[Stored data]
↓↓↓
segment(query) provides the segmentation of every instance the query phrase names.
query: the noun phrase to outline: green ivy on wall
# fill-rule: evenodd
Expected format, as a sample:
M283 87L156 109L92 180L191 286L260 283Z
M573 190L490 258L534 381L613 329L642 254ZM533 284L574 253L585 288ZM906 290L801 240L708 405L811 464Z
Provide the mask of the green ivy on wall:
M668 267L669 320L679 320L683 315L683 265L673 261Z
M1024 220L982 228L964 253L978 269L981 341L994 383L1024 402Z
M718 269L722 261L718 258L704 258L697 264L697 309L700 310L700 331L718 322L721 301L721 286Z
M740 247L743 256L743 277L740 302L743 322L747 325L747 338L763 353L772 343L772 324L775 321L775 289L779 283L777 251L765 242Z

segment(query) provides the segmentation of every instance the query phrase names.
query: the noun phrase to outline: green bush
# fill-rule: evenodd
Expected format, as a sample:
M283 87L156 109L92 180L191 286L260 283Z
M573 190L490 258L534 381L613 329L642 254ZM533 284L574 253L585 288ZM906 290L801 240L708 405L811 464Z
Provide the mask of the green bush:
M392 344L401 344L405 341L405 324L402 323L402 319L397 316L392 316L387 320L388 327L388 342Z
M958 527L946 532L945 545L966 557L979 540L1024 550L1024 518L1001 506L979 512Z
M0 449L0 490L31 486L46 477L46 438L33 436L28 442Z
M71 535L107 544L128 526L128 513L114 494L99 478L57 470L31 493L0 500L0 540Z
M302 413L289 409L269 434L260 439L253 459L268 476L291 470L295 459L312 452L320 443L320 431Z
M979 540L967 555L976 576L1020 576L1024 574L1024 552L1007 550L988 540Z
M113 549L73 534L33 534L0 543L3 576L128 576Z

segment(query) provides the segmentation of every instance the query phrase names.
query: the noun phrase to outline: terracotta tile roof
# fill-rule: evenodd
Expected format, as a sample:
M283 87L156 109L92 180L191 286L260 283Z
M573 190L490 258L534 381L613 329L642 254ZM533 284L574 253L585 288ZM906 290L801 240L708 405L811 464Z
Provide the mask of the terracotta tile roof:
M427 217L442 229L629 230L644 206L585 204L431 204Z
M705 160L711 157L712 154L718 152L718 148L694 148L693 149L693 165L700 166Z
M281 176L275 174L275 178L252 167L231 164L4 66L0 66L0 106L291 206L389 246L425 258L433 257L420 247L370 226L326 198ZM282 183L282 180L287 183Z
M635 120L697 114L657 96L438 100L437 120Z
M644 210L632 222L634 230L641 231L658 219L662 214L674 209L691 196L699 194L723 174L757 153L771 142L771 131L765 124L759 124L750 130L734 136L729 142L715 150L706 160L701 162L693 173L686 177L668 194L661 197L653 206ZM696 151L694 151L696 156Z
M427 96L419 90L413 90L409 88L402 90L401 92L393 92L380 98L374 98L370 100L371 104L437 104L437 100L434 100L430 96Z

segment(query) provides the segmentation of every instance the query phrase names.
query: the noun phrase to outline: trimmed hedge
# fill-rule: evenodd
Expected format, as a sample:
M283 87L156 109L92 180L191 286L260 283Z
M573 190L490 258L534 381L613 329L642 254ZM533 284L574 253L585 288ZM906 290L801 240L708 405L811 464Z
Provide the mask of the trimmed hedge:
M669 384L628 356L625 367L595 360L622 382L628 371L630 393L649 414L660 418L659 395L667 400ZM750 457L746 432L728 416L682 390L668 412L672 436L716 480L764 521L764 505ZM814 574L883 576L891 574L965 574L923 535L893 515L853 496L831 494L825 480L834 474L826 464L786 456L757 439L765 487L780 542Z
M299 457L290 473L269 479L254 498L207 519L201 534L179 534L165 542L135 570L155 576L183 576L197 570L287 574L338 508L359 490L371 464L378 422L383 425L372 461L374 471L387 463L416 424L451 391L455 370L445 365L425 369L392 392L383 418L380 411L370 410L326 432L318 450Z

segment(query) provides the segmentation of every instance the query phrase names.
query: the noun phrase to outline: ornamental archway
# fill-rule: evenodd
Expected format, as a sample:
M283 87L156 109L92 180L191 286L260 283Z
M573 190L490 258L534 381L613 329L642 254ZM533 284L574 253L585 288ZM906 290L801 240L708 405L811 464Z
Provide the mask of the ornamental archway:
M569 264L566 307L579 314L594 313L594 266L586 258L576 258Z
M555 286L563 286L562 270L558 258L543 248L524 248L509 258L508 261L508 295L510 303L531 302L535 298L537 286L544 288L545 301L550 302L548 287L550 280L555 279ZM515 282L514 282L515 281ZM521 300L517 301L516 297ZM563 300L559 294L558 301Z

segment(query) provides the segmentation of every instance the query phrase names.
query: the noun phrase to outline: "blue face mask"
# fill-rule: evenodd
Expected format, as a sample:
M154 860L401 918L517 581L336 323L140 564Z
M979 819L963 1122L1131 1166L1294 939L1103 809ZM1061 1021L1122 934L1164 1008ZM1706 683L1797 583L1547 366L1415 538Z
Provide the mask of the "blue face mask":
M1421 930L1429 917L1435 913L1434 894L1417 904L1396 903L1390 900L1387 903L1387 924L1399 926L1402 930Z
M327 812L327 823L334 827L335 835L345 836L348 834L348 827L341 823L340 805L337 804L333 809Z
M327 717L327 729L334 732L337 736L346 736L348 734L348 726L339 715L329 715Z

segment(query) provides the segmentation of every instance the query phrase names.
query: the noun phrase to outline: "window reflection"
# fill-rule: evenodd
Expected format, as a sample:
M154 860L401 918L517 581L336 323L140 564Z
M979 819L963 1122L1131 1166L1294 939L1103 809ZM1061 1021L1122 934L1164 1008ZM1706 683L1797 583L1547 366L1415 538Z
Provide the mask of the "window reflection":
↑↑↑
Would you write out all of the data exactly as given?

RESULT ->
segment(query) provides the segmentation of every instance the query phrase names.
query: the noun phrase to outline: green ivy on wall
# fill-rule: evenodd
Expected format, as a sample:
M283 87L156 109L92 180L191 286L260 283Z
M573 190L490 258L534 381L613 329L642 254ZM533 284L574 253L585 288ZM906 290L801 240L708 405L811 464Z
Provide the mask of the green ivy on wall:
M668 267L669 320L679 320L683 315L683 265L673 261Z
M1024 220L982 228L964 253L978 269L981 341L994 383L1024 402Z
M718 269L722 261L718 258L704 258L697 264L697 309L700 310L700 331L718 322L721 301L721 286Z
M740 247L743 256L743 277L740 302L743 322L747 325L747 338L763 353L772 343L772 324L775 321L775 289L779 283L777 251L765 242Z

segment(query) provides the segmentation of every instance the query phrase names.
query: the noun phrase to outline: green bush
# fill-rule: evenodd
Expected format, as a sample:
M283 87L156 109L92 180L191 286L260 283Z
M573 190L490 258L534 381L613 329L642 254ZM533 284L574 253L585 288ZM906 290L801 240L708 405L811 464Z
Provide the mask of the green bush:
M392 344L401 344L405 341L405 324L402 323L402 319L397 316L392 316L387 320L388 327L388 342Z
M958 527L946 532L945 545L966 557L979 540L1024 550L1024 518L1001 506L979 512Z
M0 449L0 490L31 486L46 477L46 438L33 436L28 442Z
M71 535L107 544L128 526L128 513L114 494L99 478L57 470L31 493L0 500L0 540Z
M302 413L289 409L269 434L260 439L253 459L268 476L291 470L295 459L312 452L320 443L320 431Z
M979 540L967 555L976 576L1020 576L1024 574L1024 552L1007 550L988 540Z
M113 549L73 534L33 534L0 543L3 576L128 576Z

segment(query) provides the segmentation of every instance the query phrase names.
query: the noun phrase to outline: terracotta tile roof
# fill-rule: evenodd
Expected format, as a sample:
M283 87L156 109L92 180L191 286L260 283Z
M573 190L490 258L534 381L613 329L642 254ZM533 284L574 253L585 288ZM906 290L801 240L708 405L811 464Z
Provide the mask of the terracotta tile roof:
M427 217L442 229L629 230L644 206L585 204L431 204Z
M705 160L711 157L712 154L718 152L718 148L694 148L693 149L693 165L700 166Z
M281 176L275 174L275 178L252 167L231 164L4 66L0 66L0 106L291 206L389 246L425 258L433 257L420 247L370 226L326 198ZM282 183L282 180L287 183Z
M635 120L697 114L657 96L438 100L437 120Z
M644 210L632 222L634 230L641 231L658 219L662 214L674 209L691 196L699 194L723 174L757 153L771 142L771 131L765 124L759 124L750 130L734 136L729 142L715 150L706 160L701 162L693 173L686 177L668 194L661 197L653 206ZM696 151L694 151L696 156Z
M427 96L419 90L413 90L409 88L402 90L401 92L393 92L380 98L374 98L370 100L371 104L437 104L437 100L434 100L430 96Z

segment(query) provides the segmentation of every instance the query phrase names.
query: the noun phrase to outline: trimmed hedge
# fill-rule: evenodd
Expected format, as a sample:
M283 87L156 109L92 180L191 286L260 283Z
M573 190L490 258L534 381L613 329L642 254ZM533 284L574 253L585 288ZM906 290L801 240L708 405L811 464Z
Provide the mask of the trimmed hedge:
M669 384L628 356L625 367L595 360L622 382L628 371L630 393L649 414L660 418L659 395L667 400ZM750 457L746 432L728 416L682 390L668 412L672 436L716 480L764 521L764 505ZM814 574L883 576L891 574L965 574L923 535L893 515L853 496L831 494L825 480L834 474L826 464L786 456L757 439L765 487L780 542Z
M299 457L290 473L269 479L254 498L207 519L201 534L179 534L165 542L135 570L155 576L183 576L197 570L287 574L338 508L359 490L371 464L378 422L383 425L372 461L374 471L387 463L416 424L451 391L455 370L445 365L425 369L392 392L383 418L380 411L370 410L326 432L318 450Z

segment(query) provides the segmentation of every instance the query phrase names.
query: the noun phrase to outline: ornamental archway
# fill-rule: evenodd
Expected format, as a sample:
M283 87L156 109L92 180L191 286L260 283Z
M573 190L490 258L534 381L613 329L642 254ZM533 284L574 253L585 288ZM906 290L801 240L708 405L811 464Z
Provide the mask of the ornamental archway:
M569 264L566 307L579 314L594 313L594 266L586 258L576 258Z
M555 286L563 286L562 270L558 258L543 248L524 248L509 258L508 261L508 295L510 303L531 302L535 298L537 286L544 288L545 301L550 302L548 287L550 280L555 279ZM515 282L514 282L515 281ZM521 300L517 301L516 297ZM563 300L559 294L558 301Z

segment(query) provides the segmentation of every instance the query phrase names.
query: the noun phrase to outline: "blue face mask"
# fill-rule: evenodd
Expected format, as a sample:
M154 860L401 918L517 581L336 323L140 564Z
M979 819L963 1122L1131 1166L1294 939L1103 809ZM1061 1021L1122 934L1164 1008ZM1706 683L1797 583L1547 366L1415 538Z
Provide the mask of the "blue face mask":
M1421 930L1429 917L1435 913L1434 894L1417 904L1396 903L1390 900L1387 903L1387 924L1399 926L1402 930Z
M327 812L327 823L334 827L335 835L345 836L348 834L348 827L341 823L340 805L337 804L333 809Z
M327 717L327 729L334 732L337 736L346 736L348 734L348 726L339 715L329 715Z

segment(query) provides the segmentation of every instance the query phrase names.
query: the noun phrase to outline: "window reflection"
# fill-rule: evenodd
Expected format, as a sample:
M154 860L401 918L517 581L336 323L140 564Z
M979 819L963 1122L1131 1166L1294 939L1103 809ZM1061 1021L1122 934L1164 1008ZM1706 683L1797 583L1547 366L1415 538Z
Provide the mask of the "window reflection":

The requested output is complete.